Object location annotation data
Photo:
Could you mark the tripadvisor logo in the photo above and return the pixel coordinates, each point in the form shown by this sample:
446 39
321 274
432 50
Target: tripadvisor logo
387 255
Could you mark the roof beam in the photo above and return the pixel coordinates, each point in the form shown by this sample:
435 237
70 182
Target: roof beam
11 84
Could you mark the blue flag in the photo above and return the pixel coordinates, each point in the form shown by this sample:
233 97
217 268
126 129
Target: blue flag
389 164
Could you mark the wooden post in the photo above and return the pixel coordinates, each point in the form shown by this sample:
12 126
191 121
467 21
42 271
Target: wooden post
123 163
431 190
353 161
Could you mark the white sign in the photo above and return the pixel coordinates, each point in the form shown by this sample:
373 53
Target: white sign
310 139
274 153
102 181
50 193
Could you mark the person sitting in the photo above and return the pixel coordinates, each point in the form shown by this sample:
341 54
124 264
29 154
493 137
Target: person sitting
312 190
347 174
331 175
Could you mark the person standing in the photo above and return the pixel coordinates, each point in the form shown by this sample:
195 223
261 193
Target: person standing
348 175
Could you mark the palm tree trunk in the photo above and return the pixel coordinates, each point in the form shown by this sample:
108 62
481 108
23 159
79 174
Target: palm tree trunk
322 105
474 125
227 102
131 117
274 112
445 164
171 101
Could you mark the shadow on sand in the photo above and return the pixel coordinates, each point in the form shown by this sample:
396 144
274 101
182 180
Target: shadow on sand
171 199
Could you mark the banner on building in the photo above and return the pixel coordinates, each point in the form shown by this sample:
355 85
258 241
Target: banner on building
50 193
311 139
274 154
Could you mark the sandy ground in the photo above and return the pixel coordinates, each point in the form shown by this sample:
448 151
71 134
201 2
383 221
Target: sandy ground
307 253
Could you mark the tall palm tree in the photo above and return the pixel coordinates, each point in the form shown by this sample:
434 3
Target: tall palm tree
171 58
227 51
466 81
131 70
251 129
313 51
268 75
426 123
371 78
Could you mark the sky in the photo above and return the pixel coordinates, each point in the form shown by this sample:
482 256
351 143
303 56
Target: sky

## Request
Each line in the material above must be retyped without alteration.

## Solution for this problem
Photo:
Could you mark the tripadvisor logo in the photo above and return the pixel coordinates, each point in the form shown by this sample:
446 39
321 274
432 50
Target: tripadvisor logo
387 255
Could you mark the roof beam in the photo above and return the pixel coordinates, each point in the form shown by this sample:
435 237
70 182
Target: roof beam
11 84
Could you mark the blue flag in the photo above and return the pixel coordinates, each point in the form shown by this sample:
233 97
217 268
126 129
Target: blue flag
389 164
Could you mark the wooden post in the photo above and return the pixel coordinates, each point in the form shown by this sample:
12 126
191 121
467 21
42 271
Target: wooden post
123 163
431 190
353 161
Could you mark the white sign in the photo above and return the pixel coordinates, each point in the form shown by this sample:
373 53
Target: white sign
310 139
274 153
102 181
50 193
Could you mark the person sitting in the photo above and return the pixel coordinates, each point in the form shown by this sample:
341 54
124 264
29 154
493 137
Target: person sitting
312 190
347 174
331 175
Could you mark the person standing in the photo above and return the pixel coordinates, each point in the form shown by this sample:
195 223
261 193
Target: person standing
348 175
Could you mark the palm tree trunk in the photo above and return the pixel coordinates, each point in the form shown by this sample:
108 62
481 108
23 159
79 174
Target: palm tree trunk
322 105
474 125
227 102
131 117
274 112
445 164
171 101
Could you mark the shadow on sand in the photo above and return the pixel coordinates, each point in the form shown by this sample:
396 144
274 101
182 180
Target: shadow on sand
171 199
Could you mark the banner on building in the photo above and return the pixel coordinates, each point in the form shown by this sample:
355 85
258 241
Target: banner on building
50 193
311 139
274 154
Could you mark the sandy ground in the photo above and return the pixel coordinates, each point in the form shown by this sample:
448 151
71 134
201 2
383 221
Target: sandy ground
307 253
Could you mark the tall palm tree in the photo above and return the pixel coordinates, each point in the form shown by this sample:
434 3
Target: tall palm tree
171 58
227 51
466 81
131 70
251 129
313 51
268 75
426 123
371 78
Could you mark the sky in the photo above and return the pixel coordinates, each point in the form shown by this sample:
482 256
351 143
303 56
Target: sky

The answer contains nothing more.